[Begin Stored rows]

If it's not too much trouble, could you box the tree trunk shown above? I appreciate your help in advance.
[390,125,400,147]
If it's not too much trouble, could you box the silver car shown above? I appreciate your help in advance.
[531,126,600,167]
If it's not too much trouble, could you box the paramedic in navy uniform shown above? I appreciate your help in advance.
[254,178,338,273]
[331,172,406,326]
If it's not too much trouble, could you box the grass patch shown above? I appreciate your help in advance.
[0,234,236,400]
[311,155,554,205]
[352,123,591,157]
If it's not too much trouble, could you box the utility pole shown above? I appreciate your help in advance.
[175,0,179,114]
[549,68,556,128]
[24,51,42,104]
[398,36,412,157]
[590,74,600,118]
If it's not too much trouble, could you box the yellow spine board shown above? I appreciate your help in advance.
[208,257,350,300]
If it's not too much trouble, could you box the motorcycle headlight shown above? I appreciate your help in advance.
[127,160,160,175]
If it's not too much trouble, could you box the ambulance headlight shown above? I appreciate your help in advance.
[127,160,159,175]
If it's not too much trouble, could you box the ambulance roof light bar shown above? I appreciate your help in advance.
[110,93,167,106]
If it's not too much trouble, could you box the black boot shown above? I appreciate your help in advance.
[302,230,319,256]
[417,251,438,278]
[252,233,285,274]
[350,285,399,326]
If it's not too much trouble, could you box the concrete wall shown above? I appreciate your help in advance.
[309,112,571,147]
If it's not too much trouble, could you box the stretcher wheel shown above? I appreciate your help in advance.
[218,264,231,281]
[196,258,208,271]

[End Stored rows]

### Given request:
Reproduce every line of the listing above verbatim, from start to end.

### The output:
If it's not too much trouble, could you box the tree trunk shown above? I appreciate your help in advance.
[390,125,400,147]
If it's not too much trouble, could you box the silver car shown above? I appreciate your help in advance.
[531,126,600,167]
If it's not too much trouble, could you box the paramedic in navy uniform shown above? I appreciate your help in advance.
[254,178,338,273]
[331,172,406,326]
If it's not too much trouble, could you box the grass patch shown above? I appreciate your help in advance.
[0,234,236,400]
[311,155,554,205]
[352,123,591,157]
If it's not too much trouble, could you box the utility pole shown above? I appreciate your help in advance.
[175,0,179,114]
[549,68,556,128]
[24,51,42,104]
[398,36,412,157]
[590,74,600,118]
If it's not too much trouble, could you box the yellow spine board shown above? I appreciate your help in advance.
[208,257,350,300]
If it's not too much trouble, could you box the motorcycle headlight shown above? I appreciate your help in advance.
[127,160,160,175]
If it's not too much trouble, could you box the ambulance headlight shown above? I appreciate your help in advance.
[127,160,159,175]
If it's not too much trouble, could you box the ambulance roof light bar shown above? I appreciate your help in advance.
[110,93,167,106]
If it's not too much trouble, could you box the black boot shown above? I appreciate your help in advance.
[302,230,319,256]
[417,251,438,278]
[252,233,285,274]
[350,285,399,326]
If it's not too much trouble, could you box the concrete wall shown above? I appreciate your help in advance.
[309,112,571,147]
If it's not too much trouble, could you box the stretcher wheel shown above? I appreciate your help in advance.
[218,264,231,281]
[196,258,208,271]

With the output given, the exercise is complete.